_VORLIEGENDER TEXTAUSZUG_.
Die Rechtsbeschwerde hat Erfolg. Sie führt zur Aufhebung der angefochtenen
Entscheidung und zur Zurückverweisung der Sache an das Oberlandesgericht.
1. Nach Auffassung des Oberlandesgerichts, dessen Entscheidung in
dass der Kindesmutter vom Kindesvater eine Vollmacht oder Ermächtigung
erteilt wurde und keine Anhaltspunkte dafür ersichtlich seien, dass er diese
zeitnah widerrufen möchte.
Zwar liege es im vorliegenden Fall nahe, dass die Übertragung der elterlichen
Sorge auf die Kindesmutter grundsätzlich dem Kindeswohl am besten
entspreche. Zwischen den Eltern bestehe ein Kommunikationskonflikt, der eine
gemeinsame Entscheidungsfindung in kindbezogenen Belangen kaum möglich
erscheinen lasse, insbesondere weil die Kindesmutter die Elternschaft des Kindesvaters
gegenüber dem Sohn nicht offenlegen wolle. Jedoch sei die Übertragung
der restlichen Sorgerechtsteile auf die Kindesmutter nicht geboten. Der
Kindesvater habe sie hinreichend bevollmächtigt bzw. ermächtigt, so dass sie
ohne weitere Übertragung im Rahmen der elterlichen Sorge für den Sohn tätig
werden könne.
Bei der Übertragung des Sorgerechts als Eingriff in das Elternrecht des
Kindesvaters sei insbesondere der Verhältnismäßigkeitsgrundsatz zu berücksichtigen.
Da der Konflikt zwischen den Eltern hier aber nicht so weit gehe,
dass diese sich widersprechende Entscheidungen treffen würden, genüge es,
der Kindesmutter eine erleichterte Handhabung der Vertretung des Kindes bei
der Teilnahme am Rechtsverkehr zu ermöglichen. Hierzu würden die erteilten
Vollmachten (Ermächtigungen) als milderes Mittel ausreichen.

_AUFGABEN_.
1 > Geben Sie aus den Datensätzen den Abschnitt von der Zeile mit „[ small child ]“ bis einschließlich der Zeile mit „top-left (416, 209), bottom-right (473, 249)“ unverändert wieder.
2 > Setzen Sie den Textauszug zur elterlichen Sorge im Anschluss an seinen letzten Satz fort.

_Bounding-Box-Datensätze_.
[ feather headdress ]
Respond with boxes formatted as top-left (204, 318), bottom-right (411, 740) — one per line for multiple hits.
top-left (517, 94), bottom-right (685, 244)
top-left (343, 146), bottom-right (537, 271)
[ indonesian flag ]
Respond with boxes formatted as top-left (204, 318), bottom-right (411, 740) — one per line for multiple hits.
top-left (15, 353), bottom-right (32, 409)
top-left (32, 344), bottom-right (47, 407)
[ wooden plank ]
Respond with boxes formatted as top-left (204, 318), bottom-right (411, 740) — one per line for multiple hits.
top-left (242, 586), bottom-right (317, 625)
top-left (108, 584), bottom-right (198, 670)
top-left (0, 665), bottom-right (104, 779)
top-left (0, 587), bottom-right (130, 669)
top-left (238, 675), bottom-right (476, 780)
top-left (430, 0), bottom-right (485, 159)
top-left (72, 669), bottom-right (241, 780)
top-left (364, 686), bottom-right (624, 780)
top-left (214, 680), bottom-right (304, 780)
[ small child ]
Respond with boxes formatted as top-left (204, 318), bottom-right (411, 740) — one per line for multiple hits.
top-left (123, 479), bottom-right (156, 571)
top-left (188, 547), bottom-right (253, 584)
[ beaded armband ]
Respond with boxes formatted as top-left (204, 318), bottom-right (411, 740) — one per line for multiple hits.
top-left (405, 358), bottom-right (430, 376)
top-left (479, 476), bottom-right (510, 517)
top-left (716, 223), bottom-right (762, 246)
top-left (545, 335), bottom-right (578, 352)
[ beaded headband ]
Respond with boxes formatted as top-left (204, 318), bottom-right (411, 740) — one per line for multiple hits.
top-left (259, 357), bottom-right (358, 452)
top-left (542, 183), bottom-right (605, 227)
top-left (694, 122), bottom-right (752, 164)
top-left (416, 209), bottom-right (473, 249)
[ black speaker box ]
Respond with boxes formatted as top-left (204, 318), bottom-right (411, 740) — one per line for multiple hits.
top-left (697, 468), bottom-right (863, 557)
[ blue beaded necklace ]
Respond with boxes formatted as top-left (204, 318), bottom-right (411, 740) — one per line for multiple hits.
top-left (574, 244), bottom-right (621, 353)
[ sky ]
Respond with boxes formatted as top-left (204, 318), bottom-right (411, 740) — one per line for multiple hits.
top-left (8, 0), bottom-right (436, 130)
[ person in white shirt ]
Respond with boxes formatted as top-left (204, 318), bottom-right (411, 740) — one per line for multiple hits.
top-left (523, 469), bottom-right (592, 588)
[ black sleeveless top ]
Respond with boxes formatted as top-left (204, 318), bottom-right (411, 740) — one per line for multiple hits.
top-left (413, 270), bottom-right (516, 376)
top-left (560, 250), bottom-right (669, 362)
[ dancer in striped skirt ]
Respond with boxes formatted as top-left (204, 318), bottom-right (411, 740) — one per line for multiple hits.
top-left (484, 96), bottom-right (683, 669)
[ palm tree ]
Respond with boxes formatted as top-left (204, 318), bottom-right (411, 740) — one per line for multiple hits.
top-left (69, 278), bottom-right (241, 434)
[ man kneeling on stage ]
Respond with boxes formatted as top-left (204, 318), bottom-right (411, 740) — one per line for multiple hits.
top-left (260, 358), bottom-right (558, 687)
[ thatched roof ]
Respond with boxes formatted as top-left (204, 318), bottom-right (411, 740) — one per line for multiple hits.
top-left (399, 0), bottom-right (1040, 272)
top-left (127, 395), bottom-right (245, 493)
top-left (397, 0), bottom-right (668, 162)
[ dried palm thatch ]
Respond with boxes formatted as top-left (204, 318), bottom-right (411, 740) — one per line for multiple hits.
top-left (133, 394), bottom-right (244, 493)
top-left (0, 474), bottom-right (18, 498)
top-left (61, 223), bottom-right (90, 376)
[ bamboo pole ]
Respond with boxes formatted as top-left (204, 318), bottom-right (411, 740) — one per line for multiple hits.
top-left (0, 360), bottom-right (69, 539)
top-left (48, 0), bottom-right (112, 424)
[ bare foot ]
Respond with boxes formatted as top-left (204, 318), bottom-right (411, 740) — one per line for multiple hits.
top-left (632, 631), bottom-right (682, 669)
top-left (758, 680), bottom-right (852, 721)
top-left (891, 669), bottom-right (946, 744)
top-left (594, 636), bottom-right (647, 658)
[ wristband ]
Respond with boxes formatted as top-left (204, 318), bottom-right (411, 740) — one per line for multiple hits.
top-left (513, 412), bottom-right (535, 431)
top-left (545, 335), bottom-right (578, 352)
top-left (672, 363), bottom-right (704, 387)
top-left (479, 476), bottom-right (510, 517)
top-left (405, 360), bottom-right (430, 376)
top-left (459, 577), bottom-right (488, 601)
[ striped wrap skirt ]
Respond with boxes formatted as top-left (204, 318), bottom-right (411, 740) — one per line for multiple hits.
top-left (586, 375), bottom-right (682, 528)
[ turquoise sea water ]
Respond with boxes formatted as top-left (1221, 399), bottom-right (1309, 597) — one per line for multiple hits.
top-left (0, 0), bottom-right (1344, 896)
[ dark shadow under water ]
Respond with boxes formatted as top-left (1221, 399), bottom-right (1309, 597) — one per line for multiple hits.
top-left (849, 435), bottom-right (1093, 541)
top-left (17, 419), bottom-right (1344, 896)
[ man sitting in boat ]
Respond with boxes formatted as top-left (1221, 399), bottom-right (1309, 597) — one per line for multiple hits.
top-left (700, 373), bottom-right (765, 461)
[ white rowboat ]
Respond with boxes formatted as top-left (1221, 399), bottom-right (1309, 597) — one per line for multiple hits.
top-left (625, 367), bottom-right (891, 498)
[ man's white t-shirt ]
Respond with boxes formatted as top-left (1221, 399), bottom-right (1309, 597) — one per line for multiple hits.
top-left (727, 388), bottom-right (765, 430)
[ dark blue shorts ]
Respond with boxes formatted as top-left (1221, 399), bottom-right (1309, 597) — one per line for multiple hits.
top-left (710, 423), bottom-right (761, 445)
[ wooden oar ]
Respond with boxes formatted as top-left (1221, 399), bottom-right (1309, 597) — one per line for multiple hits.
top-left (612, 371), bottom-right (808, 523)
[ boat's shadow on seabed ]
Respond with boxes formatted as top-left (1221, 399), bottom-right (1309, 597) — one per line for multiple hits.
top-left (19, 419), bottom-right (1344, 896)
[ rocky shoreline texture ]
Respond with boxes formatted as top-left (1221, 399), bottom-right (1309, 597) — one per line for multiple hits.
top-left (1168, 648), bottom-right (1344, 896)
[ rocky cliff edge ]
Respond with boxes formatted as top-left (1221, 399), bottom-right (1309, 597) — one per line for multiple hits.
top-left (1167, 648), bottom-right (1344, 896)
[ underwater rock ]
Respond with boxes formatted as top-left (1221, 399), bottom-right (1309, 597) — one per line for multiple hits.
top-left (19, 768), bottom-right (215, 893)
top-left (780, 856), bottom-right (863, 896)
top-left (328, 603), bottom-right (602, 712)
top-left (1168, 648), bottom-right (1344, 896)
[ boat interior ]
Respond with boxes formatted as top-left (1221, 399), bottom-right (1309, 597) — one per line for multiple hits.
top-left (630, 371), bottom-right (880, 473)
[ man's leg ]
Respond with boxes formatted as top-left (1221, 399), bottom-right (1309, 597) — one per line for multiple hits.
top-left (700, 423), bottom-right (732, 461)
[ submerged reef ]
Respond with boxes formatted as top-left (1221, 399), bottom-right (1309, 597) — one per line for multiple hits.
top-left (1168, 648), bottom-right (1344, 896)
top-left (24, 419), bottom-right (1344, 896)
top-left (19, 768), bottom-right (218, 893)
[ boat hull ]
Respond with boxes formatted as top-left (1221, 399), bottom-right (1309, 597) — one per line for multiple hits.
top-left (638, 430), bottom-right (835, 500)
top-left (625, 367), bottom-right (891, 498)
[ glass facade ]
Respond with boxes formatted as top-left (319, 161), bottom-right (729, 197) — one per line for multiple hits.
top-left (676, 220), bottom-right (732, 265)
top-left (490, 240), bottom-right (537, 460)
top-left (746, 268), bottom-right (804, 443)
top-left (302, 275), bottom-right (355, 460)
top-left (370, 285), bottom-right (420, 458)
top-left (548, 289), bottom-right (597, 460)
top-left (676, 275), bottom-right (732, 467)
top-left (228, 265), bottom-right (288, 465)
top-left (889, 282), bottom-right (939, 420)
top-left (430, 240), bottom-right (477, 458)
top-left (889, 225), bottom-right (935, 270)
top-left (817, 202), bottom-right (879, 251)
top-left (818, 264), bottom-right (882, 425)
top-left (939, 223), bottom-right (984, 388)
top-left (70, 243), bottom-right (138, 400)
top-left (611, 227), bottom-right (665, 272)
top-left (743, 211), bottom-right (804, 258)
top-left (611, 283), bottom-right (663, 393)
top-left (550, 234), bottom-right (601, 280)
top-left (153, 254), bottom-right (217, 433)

_ERGEBNISSE_.
1 >
[ small child ]
Respond with boxes formatted as top-left (204, 318), bottom-right (411, 740) — one per line for multiple hits.
top-left (123, 479), bottom-right (156, 571)
top-left (188, 547), bottom-right (253, 584)
[ beaded armband ]
Respond with boxes formatted as top-left (204, 318), bottom-right (411, 740) — one per line for multiple hits.
top-left (405, 358), bottom-right (430, 376)
top-left (479, 476), bottom-right (510, 517)
top-left (716, 223), bottom-right (762, 246)
top-left (545, 335), bottom-right (578, 352)
[ beaded headband ]
Respond with boxes formatted as top-left (204, 318), bottom-right (411, 740) — one per line for multiple hits.
top-left (259, 357), bottom-right (358, 452)
top-left (542, 183), bottom-right (605, 227)
top-left (694, 122), bottom-right (752, 164)
top-left (416, 209), bottom-right (473, 249)

2 >
Neben in der Rechtsprechung der Oberlandesgerichte hierzu vertretenen
unterschiedlichen Ansätzen sei zu berücksichtigen, dass die Bevollmächtigung
unter Gesamtvertretern auch im Gesellschaftsrecht abgelehnt worden sei. Allerdings
sei anerkannt, dass ein Gesamtvertreter den anderen ermächtigen
könne, die ihm zugewiesene Vertretungsmacht mit auszuüben. Die Ermächtigung
bedürfe anders als die Vollmacht keines Kausalgeschäfts. Sie sei auch im
Verhältnis gesamtvertretungsberechtigter Eltern möglich und zulässig. Letztlich
könne es jedoch dahingestellt bleiben, ob die vom Kindesvater erteilte Vollmacht
tatsächlich als Vollmacht im Rechtssinne oder als Ermächtigung zu verstehen
sei. Denn dem Kindesvater sei es erkennbar wichtig gewesen, die Befugnisse
der Antragstellerin zur Vertretung zu erweitern und damit auf den Ausgang
des vorliegenden Verfahrens Einfluss zu nehmen.
Die Details der rechtlichen Einordnung hätten für den Kindesvater erkennbar
nicht im Vordergrund gestanden. Die Erklärung vom 22. November
2017 sei zwar inhaltlich recht weitgreifend, halte sich aber noch im Rahmen
einer zulässigen Bereichsermächtigung . Letztlich komme es darauf an, ob ein
Widerruf der Vollmacht oder Ermächtigung ernstlich im Raum stehe. Denn es
gelte auch hier das Primat der Elternverantwortung, dem die Eltern gerecht
würden, wenn sie in Eigeninitiative Maßnahmen ergriffen, die zur Zweckerreichung
ausreichten. Auch wenn die Maßnahmen aus Rechtsgründen nicht mit
letzter Verbindlichkeit ergriffen würden, müsse es ausreichen, dass der Ermächtigende
bzw. Vollmachtgeber die Verbindlichkeit seines Handelns nicht in
Zweifel ziehe.
Die Eltern hätten sich am 16. Februar 2017 im Rahmen einer Vereinbarung
darauf verständigt, dass der Kindesvater der Kindesmutter eine umfassende
und unwiderrufliche Vollmacht erteilt und dies auch unmittelbar zu gerichtlichem
Protokoll so erklärt. Diese Vollmacht sei in der Folgezeit noch durch
die öffentlich beglaubigte Vollmacht vom 22. November 2017 ergänzt worden.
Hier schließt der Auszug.